Information given>
:::

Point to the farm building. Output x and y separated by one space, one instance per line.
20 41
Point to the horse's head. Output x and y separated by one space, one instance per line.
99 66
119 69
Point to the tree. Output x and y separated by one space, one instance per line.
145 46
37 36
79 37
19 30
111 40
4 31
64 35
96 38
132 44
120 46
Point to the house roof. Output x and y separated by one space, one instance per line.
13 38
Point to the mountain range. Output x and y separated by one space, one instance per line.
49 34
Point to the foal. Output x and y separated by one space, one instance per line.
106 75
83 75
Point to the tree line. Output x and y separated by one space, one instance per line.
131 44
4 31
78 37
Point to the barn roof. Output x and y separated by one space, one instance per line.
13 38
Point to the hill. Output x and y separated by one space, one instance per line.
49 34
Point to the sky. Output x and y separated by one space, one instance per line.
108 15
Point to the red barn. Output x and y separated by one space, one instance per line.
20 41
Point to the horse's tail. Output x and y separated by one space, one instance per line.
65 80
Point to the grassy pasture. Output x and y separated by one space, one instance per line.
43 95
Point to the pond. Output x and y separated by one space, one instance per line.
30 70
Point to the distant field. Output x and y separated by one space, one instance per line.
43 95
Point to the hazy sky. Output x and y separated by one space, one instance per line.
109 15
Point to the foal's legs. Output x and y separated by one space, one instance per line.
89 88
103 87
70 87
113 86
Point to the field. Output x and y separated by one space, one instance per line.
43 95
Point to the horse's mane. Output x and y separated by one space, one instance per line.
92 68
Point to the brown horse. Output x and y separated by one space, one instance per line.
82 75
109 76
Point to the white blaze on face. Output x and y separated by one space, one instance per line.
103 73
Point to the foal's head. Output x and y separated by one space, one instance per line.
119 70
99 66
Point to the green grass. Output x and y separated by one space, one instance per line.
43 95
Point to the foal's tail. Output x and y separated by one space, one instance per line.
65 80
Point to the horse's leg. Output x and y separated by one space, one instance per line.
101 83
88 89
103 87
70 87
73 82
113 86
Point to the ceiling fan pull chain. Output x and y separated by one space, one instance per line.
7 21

:::

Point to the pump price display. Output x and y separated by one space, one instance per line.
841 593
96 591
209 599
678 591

:::

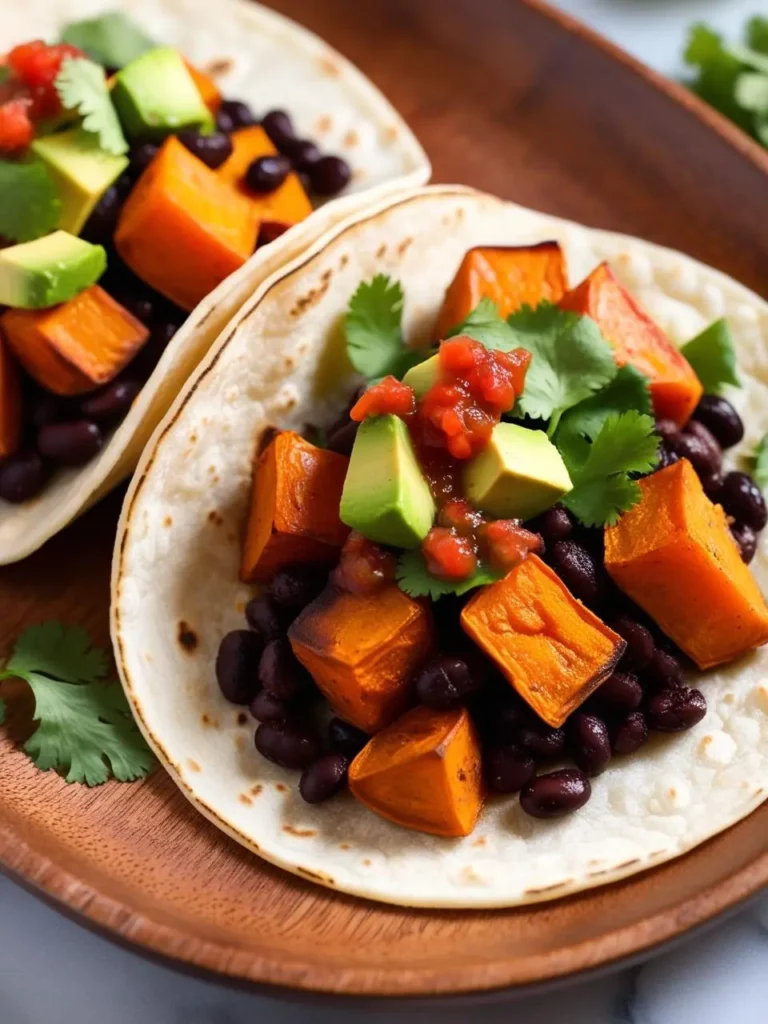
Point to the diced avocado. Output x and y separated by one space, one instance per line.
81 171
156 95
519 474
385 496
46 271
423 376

:::

Task> Count the lines in the data above that contain the string "head". Give only the number.

Task response> 2